(Excerpted passage):
------------------------------

Where “Y” is the power loss rate; “X” is the resultant erosion rate; B0 is the intercept of this plane; and B1 is the regression coefficient.

4 Case Study Area

Egypt climate is affected by several factors, including its position that lies between Africa and Asia [32]. These factors give Egypt a hot and sunny weather, with a very low humidity. The erosion factors value at the main areas in Egypt are presented in Table 2 [33, 34]. As for the wind direction and air density, their values are continuously changing during the year.

Table 2. Erosion factor values at egyptian areas

5 Experimental Results and Evaluation

WTEP has been developed using JAVA, MS SQL Server and APIs to some scientific libraries and external components. Experiments were held to evaluate WTEP from two points of view: the big data processing efficiency and wind analytics accuracy. Hence, the experimentation is categorized into: the erosion and power loss rates prediction accuracy, and the associated processing time versus the different reduction methods to emphasize that the proposed data reduction and prediction techniques are suitable for big data analysis, supported by a comprehensive comparison with the relevant existing state-of-arts. The evaluation was demonstrated on a machine having core i7, 2.70 GHz, 1T hard disk space, and 8 GB RAM. OFMR prediction accuracy is evaluated using the Root Mean Square Error (RMSE) as per Eq. (9) [29]:

$$ {\text{RMSE}} = \sqrt {\frac{1}{N}\sum\nolimits_{i = 1}^{N} {\left( {x_{i} - y_{i} } \right)^{2} } } $$
(9)

------------------------------

(Recorded data):
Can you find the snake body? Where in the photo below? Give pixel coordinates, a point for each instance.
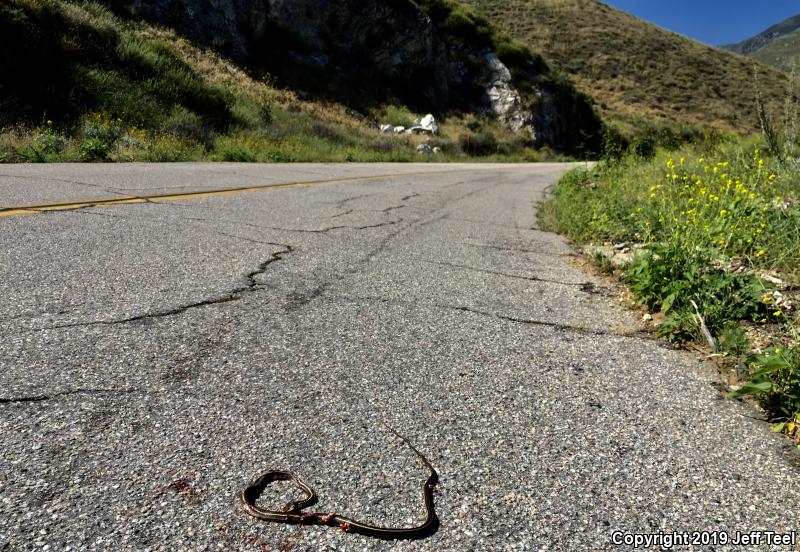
(293, 512)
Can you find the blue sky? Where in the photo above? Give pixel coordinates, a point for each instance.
(711, 21)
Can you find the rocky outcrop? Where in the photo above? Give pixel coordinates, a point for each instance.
(505, 102)
(360, 52)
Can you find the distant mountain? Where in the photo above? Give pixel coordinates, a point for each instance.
(779, 45)
(634, 70)
(750, 45)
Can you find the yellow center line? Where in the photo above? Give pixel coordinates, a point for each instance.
(21, 210)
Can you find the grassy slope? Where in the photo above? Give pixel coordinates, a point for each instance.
(779, 45)
(782, 52)
(78, 83)
(750, 45)
(634, 69)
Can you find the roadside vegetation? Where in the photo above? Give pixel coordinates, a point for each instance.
(714, 231)
(77, 83)
(635, 72)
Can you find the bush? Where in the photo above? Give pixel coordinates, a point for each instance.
(711, 223)
(481, 143)
(48, 140)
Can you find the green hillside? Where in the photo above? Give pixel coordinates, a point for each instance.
(79, 83)
(750, 45)
(635, 70)
(778, 45)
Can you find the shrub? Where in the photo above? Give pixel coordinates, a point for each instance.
(480, 143)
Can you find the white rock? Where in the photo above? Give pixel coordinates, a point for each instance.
(428, 122)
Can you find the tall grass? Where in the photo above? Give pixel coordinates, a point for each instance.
(720, 230)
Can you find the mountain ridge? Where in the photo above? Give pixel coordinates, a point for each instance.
(635, 71)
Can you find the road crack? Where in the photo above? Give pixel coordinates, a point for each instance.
(514, 319)
(250, 286)
(585, 286)
(52, 396)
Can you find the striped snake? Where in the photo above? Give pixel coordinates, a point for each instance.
(293, 513)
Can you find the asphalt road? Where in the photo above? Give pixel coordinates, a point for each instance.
(155, 356)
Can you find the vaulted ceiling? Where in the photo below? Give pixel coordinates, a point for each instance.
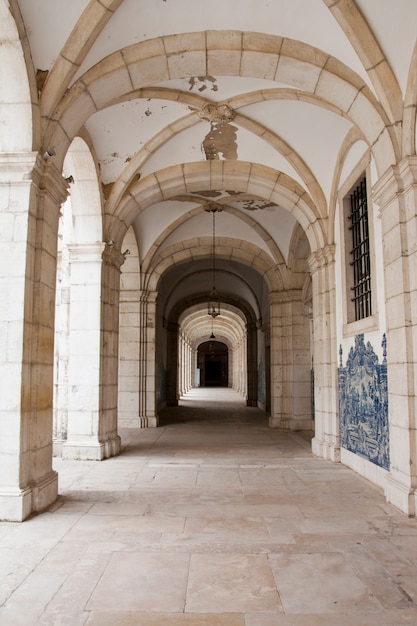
(274, 92)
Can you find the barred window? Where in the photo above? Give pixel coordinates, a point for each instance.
(359, 253)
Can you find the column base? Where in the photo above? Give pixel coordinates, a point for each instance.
(293, 424)
(274, 422)
(148, 422)
(15, 504)
(45, 492)
(326, 448)
(84, 451)
(401, 496)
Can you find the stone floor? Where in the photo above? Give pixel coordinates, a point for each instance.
(213, 519)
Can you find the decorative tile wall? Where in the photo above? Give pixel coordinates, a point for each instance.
(363, 403)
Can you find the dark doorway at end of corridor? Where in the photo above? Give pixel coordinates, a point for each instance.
(213, 364)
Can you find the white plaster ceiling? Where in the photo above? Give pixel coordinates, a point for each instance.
(268, 128)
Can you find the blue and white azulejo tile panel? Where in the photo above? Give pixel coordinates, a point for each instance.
(363, 403)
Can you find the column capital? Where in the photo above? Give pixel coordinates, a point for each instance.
(112, 256)
(148, 297)
(278, 297)
(86, 252)
(49, 180)
(396, 180)
(322, 258)
(17, 167)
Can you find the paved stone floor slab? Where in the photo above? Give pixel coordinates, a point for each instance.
(211, 519)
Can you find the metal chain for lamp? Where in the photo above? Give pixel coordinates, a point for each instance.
(213, 301)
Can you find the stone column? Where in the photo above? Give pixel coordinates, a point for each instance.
(326, 442)
(128, 394)
(109, 361)
(277, 404)
(396, 195)
(31, 193)
(147, 364)
(87, 437)
(172, 364)
(252, 370)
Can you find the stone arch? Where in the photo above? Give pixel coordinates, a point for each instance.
(274, 250)
(85, 198)
(260, 181)
(15, 93)
(410, 110)
(366, 46)
(250, 54)
(129, 173)
(194, 249)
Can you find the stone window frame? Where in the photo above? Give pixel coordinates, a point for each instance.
(351, 326)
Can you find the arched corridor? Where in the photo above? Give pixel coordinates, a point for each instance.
(169, 175)
(214, 519)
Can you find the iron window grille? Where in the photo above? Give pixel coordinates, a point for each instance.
(359, 253)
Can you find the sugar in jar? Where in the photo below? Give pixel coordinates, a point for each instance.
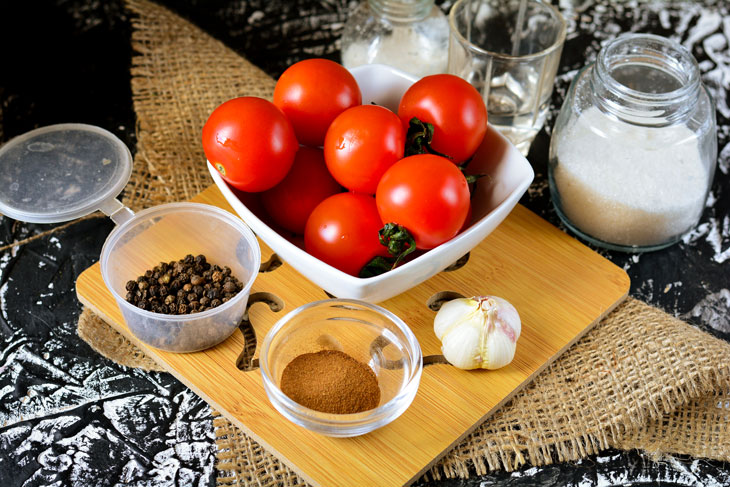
(634, 148)
(412, 35)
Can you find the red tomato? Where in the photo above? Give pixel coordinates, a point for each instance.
(454, 107)
(426, 194)
(361, 144)
(250, 142)
(290, 202)
(343, 232)
(312, 93)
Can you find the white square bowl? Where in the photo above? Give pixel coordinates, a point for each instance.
(509, 176)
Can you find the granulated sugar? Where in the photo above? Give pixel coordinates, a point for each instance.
(627, 184)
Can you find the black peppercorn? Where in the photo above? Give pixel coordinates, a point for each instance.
(186, 286)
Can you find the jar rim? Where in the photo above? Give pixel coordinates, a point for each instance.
(663, 53)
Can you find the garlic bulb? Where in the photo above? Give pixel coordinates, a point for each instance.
(479, 332)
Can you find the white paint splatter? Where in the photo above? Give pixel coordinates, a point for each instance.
(714, 311)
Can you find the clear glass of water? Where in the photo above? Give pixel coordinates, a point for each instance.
(510, 51)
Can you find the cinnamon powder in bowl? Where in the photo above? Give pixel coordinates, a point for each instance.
(341, 367)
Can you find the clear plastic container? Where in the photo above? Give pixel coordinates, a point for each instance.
(412, 35)
(366, 332)
(65, 171)
(153, 236)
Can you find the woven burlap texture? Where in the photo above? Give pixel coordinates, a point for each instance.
(640, 379)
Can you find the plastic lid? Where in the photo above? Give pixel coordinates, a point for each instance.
(61, 172)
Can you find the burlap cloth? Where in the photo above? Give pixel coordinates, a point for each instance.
(641, 379)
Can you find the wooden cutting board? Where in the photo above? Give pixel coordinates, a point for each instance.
(560, 287)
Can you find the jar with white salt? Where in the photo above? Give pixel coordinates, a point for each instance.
(411, 35)
(634, 148)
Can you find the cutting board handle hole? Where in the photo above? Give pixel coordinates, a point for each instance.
(272, 264)
(435, 302)
(435, 359)
(460, 262)
(245, 360)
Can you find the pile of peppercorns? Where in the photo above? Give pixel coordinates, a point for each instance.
(190, 285)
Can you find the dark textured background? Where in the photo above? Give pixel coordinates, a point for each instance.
(70, 417)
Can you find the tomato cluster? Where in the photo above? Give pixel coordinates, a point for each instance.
(367, 185)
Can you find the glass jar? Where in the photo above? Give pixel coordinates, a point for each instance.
(634, 148)
(412, 35)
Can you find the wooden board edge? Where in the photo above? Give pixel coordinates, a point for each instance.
(519, 388)
(150, 351)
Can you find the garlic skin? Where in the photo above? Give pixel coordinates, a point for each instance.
(479, 332)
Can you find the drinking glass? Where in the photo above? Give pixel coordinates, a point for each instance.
(510, 51)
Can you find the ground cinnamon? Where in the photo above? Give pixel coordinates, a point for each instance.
(332, 382)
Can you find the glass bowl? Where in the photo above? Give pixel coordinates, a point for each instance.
(368, 333)
(168, 233)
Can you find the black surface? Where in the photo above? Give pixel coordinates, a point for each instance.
(70, 417)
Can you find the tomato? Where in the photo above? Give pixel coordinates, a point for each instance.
(250, 142)
(312, 93)
(454, 107)
(361, 144)
(343, 232)
(426, 194)
(290, 202)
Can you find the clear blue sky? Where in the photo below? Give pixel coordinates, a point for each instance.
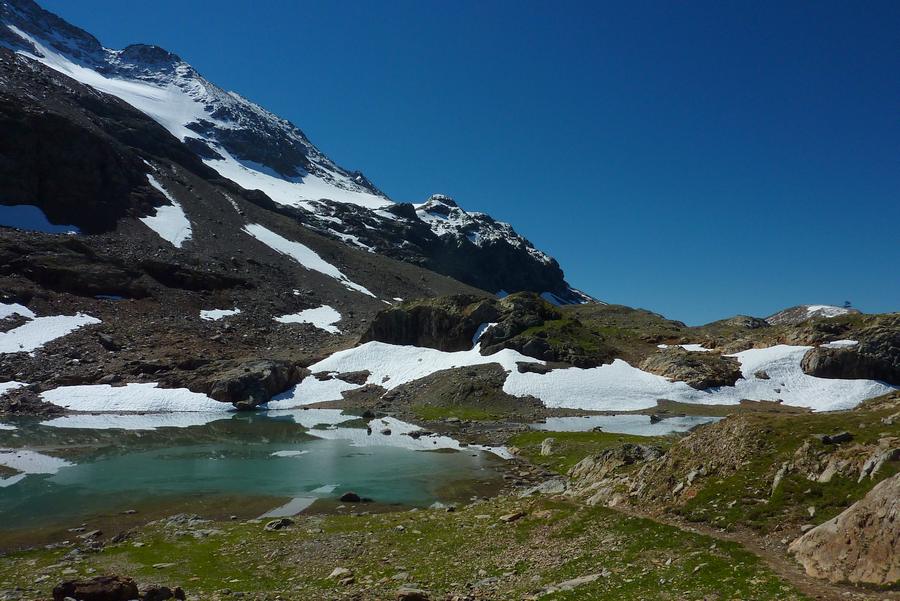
(699, 159)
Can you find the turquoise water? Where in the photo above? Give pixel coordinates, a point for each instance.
(286, 455)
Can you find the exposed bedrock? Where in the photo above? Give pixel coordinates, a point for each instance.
(698, 369)
(859, 545)
(875, 357)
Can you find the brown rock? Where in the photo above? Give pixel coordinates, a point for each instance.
(101, 588)
(860, 545)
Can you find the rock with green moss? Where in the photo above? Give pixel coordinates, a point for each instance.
(699, 370)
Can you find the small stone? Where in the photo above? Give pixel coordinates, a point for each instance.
(338, 573)
(512, 517)
(412, 594)
(279, 524)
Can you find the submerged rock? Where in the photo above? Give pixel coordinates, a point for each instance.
(100, 588)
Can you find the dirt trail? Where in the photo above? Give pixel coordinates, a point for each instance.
(777, 559)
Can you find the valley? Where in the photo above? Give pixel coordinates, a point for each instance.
(231, 368)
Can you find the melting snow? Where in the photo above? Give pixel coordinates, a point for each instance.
(134, 421)
(28, 462)
(217, 314)
(169, 221)
(620, 386)
(323, 317)
(131, 397)
(39, 331)
(302, 254)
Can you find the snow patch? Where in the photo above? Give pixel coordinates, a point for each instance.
(134, 421)
(28, 462)
(131, 397)
(840, 344)
(31, 336)
(619, 386)
(217, 314)
(169, 221)
(323, 317)
(302, 254)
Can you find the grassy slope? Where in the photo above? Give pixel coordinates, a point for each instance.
(445, 553)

------------------------------

(Given exercise):
Reproduce the section of the wind turbine erosion passage that starts with "4 Case Study" and ends with "during the year.", swapping "humidity" for "rainfall".

(Problem solution):
4 Case Study Area

Egypt climate is affected by several factors, including its position that lies between Africa and Asia [32]. These factors give Egypt a hot and sunny weather, with a very low rainfall. The erosion factors value at the main areas in Egypt are presented in Table 2 [33, 34]. As for the wind direction and air density, their values are continuously changing during the year.